• WHAT YOU WILL DO
What you return should match the data below exactly, line for line.

• MATERIAL FOR THE TASK
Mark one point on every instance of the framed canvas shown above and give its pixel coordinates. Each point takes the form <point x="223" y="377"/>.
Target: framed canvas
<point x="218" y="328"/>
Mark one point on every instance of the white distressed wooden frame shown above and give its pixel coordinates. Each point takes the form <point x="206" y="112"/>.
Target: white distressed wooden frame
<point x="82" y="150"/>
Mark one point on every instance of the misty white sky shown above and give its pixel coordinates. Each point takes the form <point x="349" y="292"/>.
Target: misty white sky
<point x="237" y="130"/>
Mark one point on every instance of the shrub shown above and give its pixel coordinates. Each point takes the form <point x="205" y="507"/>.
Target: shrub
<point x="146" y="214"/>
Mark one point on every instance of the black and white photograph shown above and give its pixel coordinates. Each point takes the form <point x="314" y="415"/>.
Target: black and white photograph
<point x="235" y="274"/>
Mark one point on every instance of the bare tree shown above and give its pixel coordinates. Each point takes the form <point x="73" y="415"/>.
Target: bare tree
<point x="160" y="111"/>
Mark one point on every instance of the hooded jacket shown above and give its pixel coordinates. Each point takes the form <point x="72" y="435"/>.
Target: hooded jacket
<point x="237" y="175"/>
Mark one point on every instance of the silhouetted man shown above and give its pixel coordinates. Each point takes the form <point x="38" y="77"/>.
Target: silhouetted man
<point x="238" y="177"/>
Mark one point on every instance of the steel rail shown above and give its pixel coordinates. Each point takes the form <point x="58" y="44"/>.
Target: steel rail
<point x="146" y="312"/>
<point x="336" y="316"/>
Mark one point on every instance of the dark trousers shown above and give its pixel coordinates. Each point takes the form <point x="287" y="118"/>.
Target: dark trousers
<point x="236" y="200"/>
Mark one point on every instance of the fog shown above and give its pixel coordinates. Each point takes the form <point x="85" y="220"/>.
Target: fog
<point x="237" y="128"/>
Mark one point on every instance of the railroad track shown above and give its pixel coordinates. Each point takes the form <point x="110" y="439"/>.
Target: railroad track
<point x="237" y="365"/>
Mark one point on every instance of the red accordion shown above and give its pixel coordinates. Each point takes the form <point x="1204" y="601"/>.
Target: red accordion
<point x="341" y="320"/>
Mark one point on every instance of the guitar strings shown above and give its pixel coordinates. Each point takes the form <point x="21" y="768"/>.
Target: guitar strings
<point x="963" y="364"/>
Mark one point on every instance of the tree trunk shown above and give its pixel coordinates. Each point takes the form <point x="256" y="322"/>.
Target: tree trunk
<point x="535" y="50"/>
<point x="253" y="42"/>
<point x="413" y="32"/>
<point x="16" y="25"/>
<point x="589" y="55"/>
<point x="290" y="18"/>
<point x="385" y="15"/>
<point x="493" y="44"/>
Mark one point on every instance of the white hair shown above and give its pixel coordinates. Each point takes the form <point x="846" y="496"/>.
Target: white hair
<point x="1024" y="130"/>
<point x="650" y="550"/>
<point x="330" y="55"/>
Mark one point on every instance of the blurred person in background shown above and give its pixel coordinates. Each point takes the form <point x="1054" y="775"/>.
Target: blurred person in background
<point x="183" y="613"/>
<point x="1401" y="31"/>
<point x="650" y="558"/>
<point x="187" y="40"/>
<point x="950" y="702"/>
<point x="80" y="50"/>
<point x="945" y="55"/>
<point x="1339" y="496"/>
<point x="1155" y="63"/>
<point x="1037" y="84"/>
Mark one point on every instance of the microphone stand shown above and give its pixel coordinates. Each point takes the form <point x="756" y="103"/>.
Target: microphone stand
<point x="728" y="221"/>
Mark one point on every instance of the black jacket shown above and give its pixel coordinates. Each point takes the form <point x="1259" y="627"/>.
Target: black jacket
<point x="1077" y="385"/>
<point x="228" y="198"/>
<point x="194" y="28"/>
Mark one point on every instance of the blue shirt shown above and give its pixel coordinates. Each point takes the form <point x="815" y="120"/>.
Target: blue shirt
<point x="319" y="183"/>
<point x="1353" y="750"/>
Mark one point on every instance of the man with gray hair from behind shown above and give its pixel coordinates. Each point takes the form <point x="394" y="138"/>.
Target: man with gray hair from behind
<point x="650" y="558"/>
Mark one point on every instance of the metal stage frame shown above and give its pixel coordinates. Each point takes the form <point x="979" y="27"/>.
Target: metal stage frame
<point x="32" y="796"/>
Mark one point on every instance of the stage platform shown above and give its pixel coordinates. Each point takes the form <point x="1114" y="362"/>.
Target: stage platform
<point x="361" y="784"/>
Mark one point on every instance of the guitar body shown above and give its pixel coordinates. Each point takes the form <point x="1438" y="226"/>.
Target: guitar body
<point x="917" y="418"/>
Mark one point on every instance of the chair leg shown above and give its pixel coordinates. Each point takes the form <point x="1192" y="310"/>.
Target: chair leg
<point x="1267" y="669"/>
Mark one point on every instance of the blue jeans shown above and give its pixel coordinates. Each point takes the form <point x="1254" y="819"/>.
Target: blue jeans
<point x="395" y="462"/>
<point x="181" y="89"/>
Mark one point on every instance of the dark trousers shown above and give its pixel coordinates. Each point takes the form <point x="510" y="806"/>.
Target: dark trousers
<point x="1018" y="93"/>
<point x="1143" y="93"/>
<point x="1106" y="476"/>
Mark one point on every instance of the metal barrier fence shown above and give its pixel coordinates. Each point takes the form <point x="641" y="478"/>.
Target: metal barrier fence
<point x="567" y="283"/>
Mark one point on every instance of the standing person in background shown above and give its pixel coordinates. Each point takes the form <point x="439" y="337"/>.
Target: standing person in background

• RESPONSE
Mark one point on every instance of the framed canvas shown above and give its pixel coordinates. Each point takes the form <point x="223" y="377"/>.
Target: framed canvas
<point x="218" y="328"/>
Mark one point on every instance of the white distressed wooden frame shown above and give its pixel coordinates. Each point takes the form <point x="206" y="112"/>.
Target: white distressed wooden frame
<point x="82" y="150"/>
Mark one point on every instance of the misty white sky shown above and give its pixel coordinates. Each point takes the form <point x="349" y="292"/>.
Target: misty white sky
<point x="237" y="130"/>
Mark one point on every instance of the shrub shown above and give its pixel coordinates. Each point takes the form <point x="205" y="507"/>.
Target: shrub
<point x="146" y="214"/>
Mark one point on every instance of the black and white photograph shown above and give its pixel coordinates. Each point takes the form <point x="314" y="415"/>.
Target: black and white photograph
<point x="235" y="274"/>
Mark one point on every instance of the bare tree shown above and give its pixel coordinates. Each point takes the form <point x="73" y="415"/>.
Target: bare tree
<point x="160" y="111"/>
Mark one point on every instance of the hooded jacket shown above and give its pixel coordinates. Each point takes the form <point x="72" y="435"/>.
Target: hooded jacket
<point x="237" y="175"/>
Mark one point on every instance of the silhouetted man shown above and give its pixel coordinates. Each point takes the form <point x="38" y="77"/>.
Target: silhouetted man
<point x="238" y="177"/>
Mark one point on every instance of the steel rail shown above and give its pixel coordinates. Each point takes the form <point x="58" y="44"/>.
Target: steel rail
<point x="146" y="312"/>
<point x="336" y="316"/>
Mark one point on every instance of the dark trousers shown above and give its pixel coordinates. Each point takes the form <point x="287" y="118"/>.
Target: dark trousers
<point x="236" y="200"/>
Mark one point on every instance of the fog shown above and give its pixel coordinates. Each point takes the form <point x="85" y="220"/>.
Target: fog
<point x="237" y="128"/>
Mark one point on every instance of the railroad track shown above and give its pixel coordinates. Each point takes the form <point x="110" y="439"/>.
Target: railroad track
<point x="237" y="365"/>
Mark one point on every instance of the red accordion shown above and give its pixel coordinates. Each point takes the form <point x="1204" y="601"/>.
Target: red accordion
<point x="341" y="320"/>
Mark one point on every instance of the guitar strings shown above and give its pixel coordinates. Each point takes the form <point x="21" y="768"/>.
Target: guitar strings
<point x="963" y="364"/>
Mark one point on every instance of the tree trunk shown above and give its pixel coordinates. Each point takes the form <point x="256" y="322"/>.
Target: tree trunk
<point x="535" y="50"/>
<point x="253" y="42"/>
<point x="413" y="32"/>
<point x="16" y="25"/>
<point x="589" y="55"/>
<point x="290" y="18"/>
<point x="385" y="15"/>
<point x="493" y="44"/>
Mark one point on every instance of the white hair shown above and give its pixel coordinates. Each point takes the form <point x="846" y="496"/>.
Target: white hair
<point x="1024" y="130"/>
<point x="650" y="550"/>
<point x="330" y="55"/>
Mark one point on every instance of the blurred person in background shown above and give its pixel coordinates. Each point takes the form <point x="1054" y="775"/>.
Target: blurred person in background
<point x="183" y="613"/>
<point x="1401" y="31"/>
<point x="650" y="558"/>
<point x="187" y="40"/>
<point x="950" y="702"/>
<point x="80" y="50"/>
<point x="945" y="55"/>
<point x="1339" y="496"/>
<point x="1155" y="63"/>
<point x="1037" y="84"/>
Mark one point on every instance of the microphone stand shown above and give its pixel coordinates. Each point takes the form <point x="756" y="103"/>.
Target: microphone stand
<point x="728" y="221"/>
Mark one point on every instance of the black jacket shown above and give its pixel coordinates. Each point takes the form <point x="1259" y="627"/>.
Target: black jacket
<point x="1077" y="385"/>
<point x="228" y="198"/>
<point x="194" y="28"/>
Mark one point on every instance of the blue shirt shown above and give its pixel coordinates. Each point takes the form <point x="815" y="120"/>.
Target: blue shirt
<point x="319" y="183"/>
<point x="1353" y="750"/>
Mark one point on every instance of the man with gray hair from behind shown above and give its pixel coordinates. Each point takes the form <point x="394" y="138"/>.
Target: man with gray hair from behind
<point x="650" y="558"/>
Mark one point on every instance of the metal stage frame shown above and give its pixel coordinates. Each point takes the form <point x="979" y="27"/>.
Target: metal stage frame
<point x="32" y="796"/>
Mark one point on every instance of the stage platform shown above and give its pixel coordinates. Each point takes the form <point x="1114" y="362"/>.
Target: stage platform
<point x="361" y="784"/>
Mark one point on every instance of the guitar body shown above and give its pixel coordinates. Each point takes the form <point x="1438" y="226"/>.
Target: guitar body
<point x="917" y="418"/>
Mark one point on every instance of the chair leg shown above and give its pixel coordinates. Each point takes the form <point x="1192" y="310"/>.
Target: chair leg
<point x="1267" y="669"/>
Mark one point on every instance of the blue jeans shown above and give its pixel coordinates. Each point takes the form <point x="1254" y="819"/>.
Target: blue jeans
<point x="395" y="462"/>
<point x="181" y="89"/>
Mark one point on every instance of the dark trousers shown above and give its pixel coordinates. Each point takes the form <point x="510" y="806"/>.
Target: dark trousers
<point x="1018" y="93"/>
<point x="1143" y="93"/>
<point x="1106" y="476"/>
Mark one point on every instance of the metal barrier fence shown above and give its pixel coordinates. Each point takes the form <point x="641" y="478"/>.
Target: metal barrier fence
<point x="567" y="283"/>
Mark one point on every instance of the standing person in background shown above and give its pixel coordinates. Each point takes the form <point x="439" y="337"/>.
Target: standing person in background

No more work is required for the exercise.